__PASSAGE FOR REVIEW__:
# # # #

Management of groundwater pumping seems simple – see how far down the water goes and don't let it slip below the roots of plants and trees. Inyo County and DWP have never used that straight forward approach. The methods they did adopt – checking soil moisture and other factors – have not done the job to protect Owens Valley environment. For the next 3 years, Inyo and DWP will work on another way.
Studies on the Owens Valley underground have gone on for something like 25 years, but staff members have basically gone back to square one. At a meeting of the Technical Group – Inyo and DWP staff – officials handed out a work plan outline to show the public what issues they're studying and how they will proceed toward a new way to manage pumping.
Daniel Pritchett of the California Native Plant Society asked the officials if they would give the public a chance to comment on the outline. Inyo Water Director Tom Brooks and DWP Manager Gene Coufal said they don't have time to wait for public input, they need to move ahead toward their April, 2010 deadline.
Coufal did say there would be times in the future at a Technical Group meeting for the public to comment on their work. This time around, the two sides will look at the depth of groundwater as they put together new plans. They will study the depth of water and the condition of plants.
Though it would seem these elementary issues would have been resolved by now, the two adversaries have never agreed – even on the science of water.
Water Director Brooks has claimed that Inyo and DWP have moved ahead on ways to deal with one another and arrive at a good plan for the Valley.
If drought persists, three more years will see potential damage to plant life as the scientists and engineers struggle with management plans.

# # # #

__ENTRIES SUPPLIED__:
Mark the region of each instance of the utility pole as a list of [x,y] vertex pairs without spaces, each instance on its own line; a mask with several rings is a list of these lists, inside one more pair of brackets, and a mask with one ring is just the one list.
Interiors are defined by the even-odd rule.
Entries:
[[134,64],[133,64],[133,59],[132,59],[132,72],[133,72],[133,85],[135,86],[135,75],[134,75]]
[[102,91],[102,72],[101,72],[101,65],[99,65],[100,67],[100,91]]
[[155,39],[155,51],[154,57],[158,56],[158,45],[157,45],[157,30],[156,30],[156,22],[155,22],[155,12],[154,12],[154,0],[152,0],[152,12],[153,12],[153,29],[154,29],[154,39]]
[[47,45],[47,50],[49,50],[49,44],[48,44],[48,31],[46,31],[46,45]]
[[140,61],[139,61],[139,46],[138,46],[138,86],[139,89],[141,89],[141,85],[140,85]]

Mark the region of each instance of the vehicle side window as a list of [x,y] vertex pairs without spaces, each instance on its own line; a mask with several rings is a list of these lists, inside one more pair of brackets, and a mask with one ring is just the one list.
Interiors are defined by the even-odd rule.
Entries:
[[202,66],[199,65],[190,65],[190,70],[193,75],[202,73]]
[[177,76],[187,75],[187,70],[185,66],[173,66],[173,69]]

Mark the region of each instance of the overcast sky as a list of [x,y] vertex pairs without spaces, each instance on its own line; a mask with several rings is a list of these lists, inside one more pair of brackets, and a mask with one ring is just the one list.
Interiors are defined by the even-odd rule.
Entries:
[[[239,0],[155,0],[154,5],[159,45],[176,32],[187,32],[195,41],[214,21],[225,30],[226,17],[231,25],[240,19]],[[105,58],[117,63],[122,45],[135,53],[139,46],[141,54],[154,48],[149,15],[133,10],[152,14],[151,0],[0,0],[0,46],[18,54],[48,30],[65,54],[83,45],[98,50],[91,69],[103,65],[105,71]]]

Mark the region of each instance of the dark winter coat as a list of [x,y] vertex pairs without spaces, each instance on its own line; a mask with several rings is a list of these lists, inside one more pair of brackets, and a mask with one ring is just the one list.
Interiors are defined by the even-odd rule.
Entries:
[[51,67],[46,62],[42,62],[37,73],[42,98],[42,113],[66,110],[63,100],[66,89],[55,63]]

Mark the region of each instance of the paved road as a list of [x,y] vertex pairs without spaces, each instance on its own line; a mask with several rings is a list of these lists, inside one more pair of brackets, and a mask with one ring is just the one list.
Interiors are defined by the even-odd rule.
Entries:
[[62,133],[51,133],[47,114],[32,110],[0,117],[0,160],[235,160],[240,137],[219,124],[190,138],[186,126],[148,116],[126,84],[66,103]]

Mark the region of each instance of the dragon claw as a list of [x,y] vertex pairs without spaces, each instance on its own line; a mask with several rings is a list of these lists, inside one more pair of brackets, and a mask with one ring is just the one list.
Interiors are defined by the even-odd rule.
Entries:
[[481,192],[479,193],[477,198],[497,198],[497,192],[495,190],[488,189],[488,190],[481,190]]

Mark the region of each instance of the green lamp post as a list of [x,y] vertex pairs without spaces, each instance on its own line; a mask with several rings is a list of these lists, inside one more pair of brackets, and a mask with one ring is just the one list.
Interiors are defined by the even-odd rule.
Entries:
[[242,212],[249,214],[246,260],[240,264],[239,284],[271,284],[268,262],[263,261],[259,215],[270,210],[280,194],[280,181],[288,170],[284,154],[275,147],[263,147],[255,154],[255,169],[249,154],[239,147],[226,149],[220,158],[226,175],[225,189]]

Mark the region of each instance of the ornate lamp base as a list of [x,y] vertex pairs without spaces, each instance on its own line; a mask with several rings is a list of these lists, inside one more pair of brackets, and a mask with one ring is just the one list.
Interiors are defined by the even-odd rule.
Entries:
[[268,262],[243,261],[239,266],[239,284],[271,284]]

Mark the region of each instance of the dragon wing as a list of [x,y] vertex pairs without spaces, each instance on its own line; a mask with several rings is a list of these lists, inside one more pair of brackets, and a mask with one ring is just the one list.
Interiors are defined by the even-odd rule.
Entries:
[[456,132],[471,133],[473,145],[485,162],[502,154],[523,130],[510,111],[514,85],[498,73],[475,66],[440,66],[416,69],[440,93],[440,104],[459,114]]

# # # #

Reproduce the full article on Owens Valley groundwater pumping word for word. The items are separate material and have no connection to the article on Owens Valley groundwater pumping.

Management of groundwater pumping seems simple – see how far down the water goes and don't let it slip below the roots of plants and trees. Inyo County and DWP have never used that straight forward approach. The methods they did adopt – checking soil moisture and other factors – have not done the job to protect Owens Valley environment. For the next 3 years, Inyo and DWP will work on another way.
Studies on the Owens Valley underground have gone on for something like 25 years, but staff members have basically gone back to square one. At a meeting of the Technical Group – Inyo and DWP staff – officials handed out a work plan outline to show the public what issues they're studying and how they will proceed toward a new way to manage pumping.
Daniel Pritchett of the California Native Plant Society asked the officials if they would give the public a chance to comment on the outline. Inyo Water Director Tom Brooks and DWP Manager Gene Coufal said they don't have time to wait for public input, they need to move ahead toward their April, 2010 deadline.
Coufal did say there would be times in the future at a Technical Group meeting for the public to comment on their work. This time around, the two sides will look at the depth of groundwater as they put together new plans. They will study the depth of water and the condition of plants.
Though it would seem these elementary issues would have been resolved by now, the two adversaries have never agreed – even on the science of water.
Water Director Brooks has claimed that Inyo and DWP have moved ahead on ways to deal with one another and arrive at a good plan for the Valley.
If drought persists, three more years will see potential damage to plant life as the scientists and engineers struggle with management plans.